» Exercise aim
Should the word "stone" occur in a line of the records, copy that line.

***** Data for this exercise *****

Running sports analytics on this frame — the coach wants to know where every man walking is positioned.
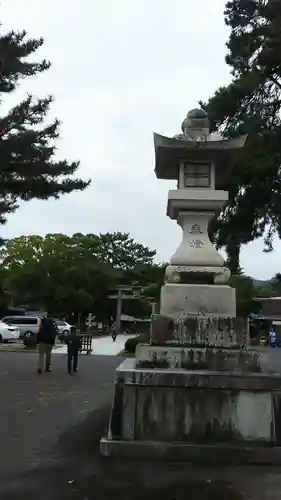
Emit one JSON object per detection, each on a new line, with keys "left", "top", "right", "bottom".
{"left": 65, "top": 330, "right": 82, "bottom": 374}
{"left": 37, "top": 316, "right": 58, "bottom": 373}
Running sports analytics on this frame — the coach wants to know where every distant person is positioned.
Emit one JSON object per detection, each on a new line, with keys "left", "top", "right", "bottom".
{"left": 269, "top": 327, "right": 277, "bottom": 348}
{"left": 65, "top": 330, "right": 82, "bottom": 374}
{"left": 111, "top": 321, "right": 117, "bottom": 342}
{"left": 37, "top": 316, "right": 58, "bottom": 373}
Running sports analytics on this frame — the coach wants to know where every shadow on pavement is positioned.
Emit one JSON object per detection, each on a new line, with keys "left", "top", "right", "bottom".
{"left": 1, "top": 404, "right": 245, "bottom": 500}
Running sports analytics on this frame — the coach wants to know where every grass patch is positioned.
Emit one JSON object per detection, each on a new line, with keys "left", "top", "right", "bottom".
{"left": 0, "top": 343, "right": 61, "bottom": 352}
{"left": 0, "top": 343, "right": 37, "bottom": 352}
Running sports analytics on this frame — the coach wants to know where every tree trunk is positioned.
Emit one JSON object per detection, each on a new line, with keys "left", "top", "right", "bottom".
{"left": 226, "top": 241, "right": 241, "bottom": 275}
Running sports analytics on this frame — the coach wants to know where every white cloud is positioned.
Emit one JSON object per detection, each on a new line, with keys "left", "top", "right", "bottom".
{"left": 0, "top": 0, "right": 280, "bottom": 280}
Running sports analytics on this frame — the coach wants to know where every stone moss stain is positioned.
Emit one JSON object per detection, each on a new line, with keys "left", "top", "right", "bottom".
{"left": 132, "top": 386, "right": 244, "bottom": 443}
{"left": 273, "top": 393, "right": 281, "bottom": 445}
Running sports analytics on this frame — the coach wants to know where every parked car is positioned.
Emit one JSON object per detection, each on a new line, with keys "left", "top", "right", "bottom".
{"left": 55, "top": 320, "right": 72, "bottom": 340}
{"left": 1, "top": 316, "right": 41, "bottom": 339}
{"left": 0, "top": 321, "right": 20, "bottom": 343}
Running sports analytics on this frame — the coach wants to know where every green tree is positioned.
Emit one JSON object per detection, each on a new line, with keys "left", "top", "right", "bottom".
{"left": 269, "top": 273, "right": 281, "bottom": 297}
{"left": 69, "top": 232, "right": 159, "bottom": 320}
{"left": 0, "top": 233, "right": 160, "bottom": 321}
{"left": 140, "top": 264, "right": 167, "bottom": 304}
{"left": 84, "top": 234, "right": 159, "bottom": 320}
{"left": 0, "top": 266, "right": 11, "bottom": 313}
{"left": 229, "top": 273, "right": 256, "bottom": 317}
{"left": 202, "top": 0, "right": 281, "bottom": 271}
{"left": 119, "top": 263, "right": 167, "bottom": 319}
{"left": 254, "top": 283, "right": 277, "bottom": 298}
{"left": 0, "top": 234, "right": 117, "bottom": 316}
{"left": 87, "top": 232, "right": 156, "bottom": 271}
{"left": 0, "top": 26, "right": 89, "bottom": 224}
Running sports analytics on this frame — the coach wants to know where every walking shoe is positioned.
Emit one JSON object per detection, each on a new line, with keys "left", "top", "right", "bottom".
{"left": 45, "top": 367, "right": 51, "bottom": 372}
{"left": 37, "top": 369, "right": 42, "bottom": 374}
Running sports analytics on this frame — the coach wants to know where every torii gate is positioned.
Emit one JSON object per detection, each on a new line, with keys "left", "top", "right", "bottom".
{"left": 108, "top": 285, "right": 156, "bottom": 333}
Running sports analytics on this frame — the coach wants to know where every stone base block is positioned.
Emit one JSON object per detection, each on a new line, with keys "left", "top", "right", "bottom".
{"left": 101, "top": 439, "right": 281, "bottom": 464}
{"left": 135, "top": 344, "right": 272, "bottom": 373}
{"left": 150, "top": 314, "right": 247, "bottom": 348}
{"left": 160, "top": 283, "right": 236, "bottom": 318}
{"left": 101, "top": 359, "right": 281, "bottom": 462}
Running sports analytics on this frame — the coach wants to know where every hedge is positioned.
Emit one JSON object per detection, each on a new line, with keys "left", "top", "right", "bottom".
{"left": 124, "top": 333, "right": 149, "bottom": 354}
{"left": 23, "top": 335, "right": 37, "bottom": 348}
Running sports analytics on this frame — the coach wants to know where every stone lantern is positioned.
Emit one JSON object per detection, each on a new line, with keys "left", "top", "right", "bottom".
{"left": 101, "top": 109, "right": 281, "bottom": 464}
{"left": 154, "top": 108, "right": 247, "bottom": 318}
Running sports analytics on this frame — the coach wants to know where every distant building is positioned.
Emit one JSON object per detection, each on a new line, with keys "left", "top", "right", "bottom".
{"left": 260, "top": 297, "right": 281, "bottom": 319}
{"left": 250, "top": 297, "right": 281, "bottom": 344}
{"left": 252, "top": 296, "right": 281, "bottom": 321}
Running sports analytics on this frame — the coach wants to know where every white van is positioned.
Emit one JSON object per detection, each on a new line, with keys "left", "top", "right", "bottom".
{"left": 1, "top": 316, "right": 41, "bottom": 339}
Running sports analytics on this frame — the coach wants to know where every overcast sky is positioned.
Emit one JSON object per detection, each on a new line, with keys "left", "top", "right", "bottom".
{"left": 0, "top": 0, "right": 280, "bottom": 280}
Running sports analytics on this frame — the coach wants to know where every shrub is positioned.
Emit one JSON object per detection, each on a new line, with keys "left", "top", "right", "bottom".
{"left": 124, "top": 333, "right": 149, "bottom": 354}
{"left": 58, "top": 333, "right": 67, "bottom": 343}
{"left": 23, "top": 335, "right": 37, "bottom": 349}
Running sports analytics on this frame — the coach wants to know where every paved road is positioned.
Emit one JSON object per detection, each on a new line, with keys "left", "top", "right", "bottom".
{"left": 54, "top": 333, "right": 136, "bottom": 356}
{"left": 1, "top": 350, "right": 281, "bottom": 500}
{"left": 0, "top": 352, "right": 120, "bottom": 479}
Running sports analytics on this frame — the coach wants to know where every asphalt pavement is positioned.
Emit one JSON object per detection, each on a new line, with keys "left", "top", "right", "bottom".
{"left": 0, "top": 352, "right": 119, "bottom": 480}
{"left": 1, "top": 349, "right": 281, "bottom": 500}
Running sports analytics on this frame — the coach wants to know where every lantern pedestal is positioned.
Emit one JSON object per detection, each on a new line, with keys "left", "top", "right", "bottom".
{"left": 160, "top": 283, "right": 236, "bottom": 318}
{"left": 101, "top": 357, "right": 281, "bottom": 464}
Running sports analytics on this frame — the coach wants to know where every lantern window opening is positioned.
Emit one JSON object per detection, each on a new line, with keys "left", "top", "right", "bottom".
{"left": 183, "top": 162, "right": 211, "bottom": 188}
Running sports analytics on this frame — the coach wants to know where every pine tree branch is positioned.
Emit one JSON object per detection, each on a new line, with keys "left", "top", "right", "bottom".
{"left": 0, "top": 30, "right": 50, "bottom": 92}
{"left": 0, "top": 24, "right": 90, "bottom": 224}
{"left": 269, "top": 74, "right": 281, "bottom": 90}
{"left": 0, "top": 95, "right": 53, "bottom": 138}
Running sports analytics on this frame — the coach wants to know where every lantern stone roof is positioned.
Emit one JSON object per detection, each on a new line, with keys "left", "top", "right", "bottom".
{"left": 153, "top": 132, "right": 248, "bottom": 189}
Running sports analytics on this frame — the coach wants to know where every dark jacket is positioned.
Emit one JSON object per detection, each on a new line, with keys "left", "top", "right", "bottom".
{"left": 37, "top": 318, "right": 58, "bottom": 345}
{"left": 65, "top": 334, "right": 82, "bottom": 353}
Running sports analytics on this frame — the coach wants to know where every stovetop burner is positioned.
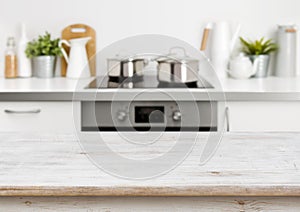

*****

» Output below
Running sports analytics on this frame — the coach wants to know where every stone moss stain is positioned.
Running sports analytics on this frame — the coach wants to know where every stone base block is positioned.
Running sports analytics on this frame — the coach wants to know where every stone lantern is positioned.
Running sports analytics on this frame — the coach wants to know where every lantern stone roof is positioned.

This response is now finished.